→ JOB:
Copy out every line below that contains the string "person". Letter case must match.
**** DATA SHOWN ****
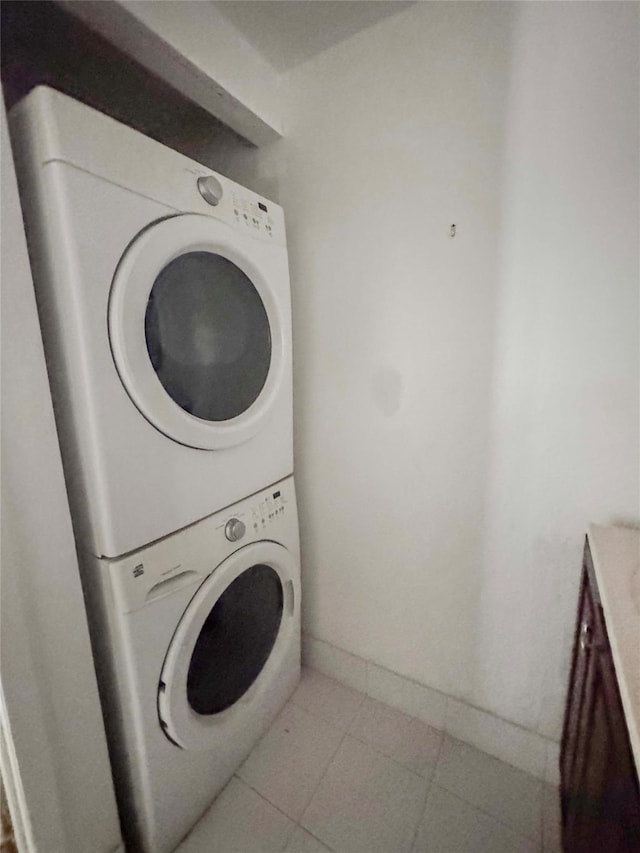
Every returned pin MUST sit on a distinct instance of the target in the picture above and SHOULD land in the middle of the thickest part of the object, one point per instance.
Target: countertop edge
(616, 557)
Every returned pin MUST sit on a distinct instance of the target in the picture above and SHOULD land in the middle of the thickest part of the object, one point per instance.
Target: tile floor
(339, 771)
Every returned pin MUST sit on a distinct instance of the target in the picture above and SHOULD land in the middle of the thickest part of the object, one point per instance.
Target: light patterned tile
(302, 842)
(405, 739)
(508, 742)
(287, 764)
(365, 802)
(451, 825)
(390, 688)
(239, 821)
(504, 792)
(334, 702)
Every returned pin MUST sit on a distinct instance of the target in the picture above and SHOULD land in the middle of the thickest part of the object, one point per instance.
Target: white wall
(565, 430)
(395, 135)
(464, 407)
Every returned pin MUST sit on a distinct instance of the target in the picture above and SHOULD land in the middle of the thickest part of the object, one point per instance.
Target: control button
(234, 529)
(210, 189)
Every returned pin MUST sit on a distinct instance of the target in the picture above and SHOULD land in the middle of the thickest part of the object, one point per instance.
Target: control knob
(210, 189)
(234, 529)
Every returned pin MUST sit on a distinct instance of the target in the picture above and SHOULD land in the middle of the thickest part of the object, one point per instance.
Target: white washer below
(197, 642)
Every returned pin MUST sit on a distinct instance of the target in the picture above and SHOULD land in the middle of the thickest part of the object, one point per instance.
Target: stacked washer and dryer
(164, 302)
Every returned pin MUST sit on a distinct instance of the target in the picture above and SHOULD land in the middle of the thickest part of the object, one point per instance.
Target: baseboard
(507, 741)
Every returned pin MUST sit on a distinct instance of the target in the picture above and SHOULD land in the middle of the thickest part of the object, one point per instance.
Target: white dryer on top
(164, 300)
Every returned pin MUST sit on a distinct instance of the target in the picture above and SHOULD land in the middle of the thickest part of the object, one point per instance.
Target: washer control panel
(268, 509)
(234, 529)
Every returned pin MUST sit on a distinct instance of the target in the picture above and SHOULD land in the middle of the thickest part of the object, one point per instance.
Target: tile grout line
(376, 749)
(488, 814)
(447, 697)
(430, 780)
(324, 773)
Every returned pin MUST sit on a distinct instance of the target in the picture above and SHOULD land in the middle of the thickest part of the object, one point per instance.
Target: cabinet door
(601, 805)
(576, 721)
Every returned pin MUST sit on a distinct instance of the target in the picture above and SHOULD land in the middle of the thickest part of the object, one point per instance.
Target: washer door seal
(231, 639)
(195, 332)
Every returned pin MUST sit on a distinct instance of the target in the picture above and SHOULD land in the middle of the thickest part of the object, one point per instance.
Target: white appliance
(197, 641)
(163, 292)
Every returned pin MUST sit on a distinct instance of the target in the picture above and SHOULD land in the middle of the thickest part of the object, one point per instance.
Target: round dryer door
(195, 332)
(235, 631)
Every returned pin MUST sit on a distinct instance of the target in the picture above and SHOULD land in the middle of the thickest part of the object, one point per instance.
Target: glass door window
(235, 641)
(207, 335)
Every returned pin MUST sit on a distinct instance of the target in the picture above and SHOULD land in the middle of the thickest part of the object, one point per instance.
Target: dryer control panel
(236, 205)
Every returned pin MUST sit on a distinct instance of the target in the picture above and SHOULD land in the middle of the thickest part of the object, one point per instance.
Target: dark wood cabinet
(599, 783)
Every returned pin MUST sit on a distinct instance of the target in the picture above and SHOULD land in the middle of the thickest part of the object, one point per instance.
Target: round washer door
(238, 625)
(196, 333)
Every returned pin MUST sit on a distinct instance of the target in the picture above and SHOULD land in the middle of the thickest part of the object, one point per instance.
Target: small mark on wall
(388, 390)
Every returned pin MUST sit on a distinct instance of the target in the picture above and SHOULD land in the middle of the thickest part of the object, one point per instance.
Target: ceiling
(289, 32)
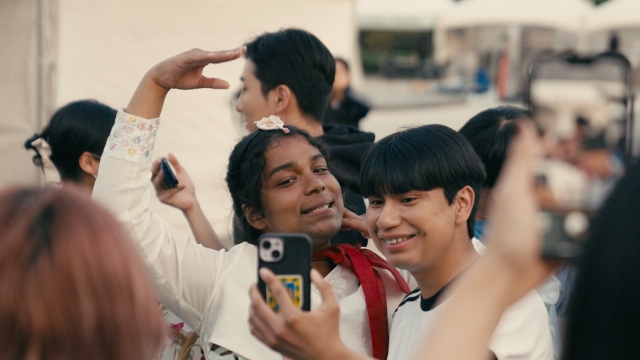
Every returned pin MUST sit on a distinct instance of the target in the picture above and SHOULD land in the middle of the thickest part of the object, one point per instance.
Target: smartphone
(170, 179)
(289, 257)
(583, 108)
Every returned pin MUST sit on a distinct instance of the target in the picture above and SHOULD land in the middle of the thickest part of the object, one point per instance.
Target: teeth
(323, 207)
(395, 241)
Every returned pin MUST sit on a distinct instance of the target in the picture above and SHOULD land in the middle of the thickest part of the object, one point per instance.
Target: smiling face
(417, 230)
(252, 103)
(299, 194)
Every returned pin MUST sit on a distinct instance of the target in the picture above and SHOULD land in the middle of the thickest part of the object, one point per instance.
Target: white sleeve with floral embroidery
(205, 288)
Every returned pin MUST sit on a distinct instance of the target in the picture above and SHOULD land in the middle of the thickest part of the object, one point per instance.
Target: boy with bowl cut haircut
(421, 184)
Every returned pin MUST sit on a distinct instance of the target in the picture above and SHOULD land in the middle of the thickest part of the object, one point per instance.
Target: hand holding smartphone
(170, 179)
(583, 108)
(288, 256)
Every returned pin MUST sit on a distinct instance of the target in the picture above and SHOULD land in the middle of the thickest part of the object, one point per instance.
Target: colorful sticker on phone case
(293, 284)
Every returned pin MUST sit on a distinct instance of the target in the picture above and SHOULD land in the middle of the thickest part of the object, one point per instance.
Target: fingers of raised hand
(213, 83)
(175, 163)
(329, 301)
(155, 168)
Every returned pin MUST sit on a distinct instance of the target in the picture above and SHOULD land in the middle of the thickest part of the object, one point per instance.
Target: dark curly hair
(244, 176)
(78, 127)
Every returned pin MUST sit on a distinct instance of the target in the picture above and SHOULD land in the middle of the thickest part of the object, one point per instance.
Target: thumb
(174, 162)
(328, 297)
(212, 83)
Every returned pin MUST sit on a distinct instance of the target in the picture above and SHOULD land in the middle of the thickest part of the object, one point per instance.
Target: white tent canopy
(615, 14)
(558, 14)
(400, 14)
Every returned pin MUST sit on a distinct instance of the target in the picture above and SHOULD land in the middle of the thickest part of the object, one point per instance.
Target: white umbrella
(400, 14)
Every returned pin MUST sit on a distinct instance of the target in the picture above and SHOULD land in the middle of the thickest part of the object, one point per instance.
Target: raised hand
(352, 221)
(515, 239)
(183, 71)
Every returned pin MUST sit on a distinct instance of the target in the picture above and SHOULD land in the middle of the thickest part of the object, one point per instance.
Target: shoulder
(523, 331)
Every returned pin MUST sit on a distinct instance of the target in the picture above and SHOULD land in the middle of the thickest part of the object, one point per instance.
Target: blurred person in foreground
(73, 286)
(490, 133)
(69, 149)
(344, 108)
(421, 184)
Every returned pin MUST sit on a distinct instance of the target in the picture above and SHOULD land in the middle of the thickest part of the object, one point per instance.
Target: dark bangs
(422, 159)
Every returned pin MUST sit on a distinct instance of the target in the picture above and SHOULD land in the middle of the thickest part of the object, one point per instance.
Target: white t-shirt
(522, 333)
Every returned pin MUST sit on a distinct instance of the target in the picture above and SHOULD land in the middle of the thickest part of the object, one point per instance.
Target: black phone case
(296, 260)
(169, 177)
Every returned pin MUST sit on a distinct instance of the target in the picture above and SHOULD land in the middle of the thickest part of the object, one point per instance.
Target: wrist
(194, 207)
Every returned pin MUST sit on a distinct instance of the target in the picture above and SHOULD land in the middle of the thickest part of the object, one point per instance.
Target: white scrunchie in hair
(49, 170)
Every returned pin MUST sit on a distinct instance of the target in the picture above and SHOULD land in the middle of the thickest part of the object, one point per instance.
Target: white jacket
(207, 289)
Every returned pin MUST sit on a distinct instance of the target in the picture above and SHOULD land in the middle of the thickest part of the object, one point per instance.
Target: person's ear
(283, 97)
(89, 164)
(464, 204)
(254, 218)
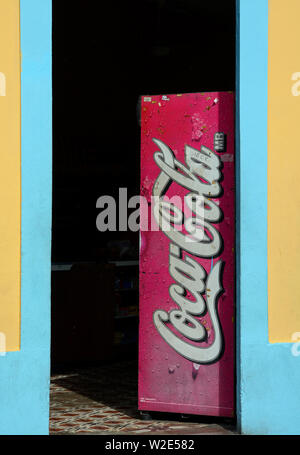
****
→ FULL RESPONSE:
Target: blurred person in foreground
Target: person's ear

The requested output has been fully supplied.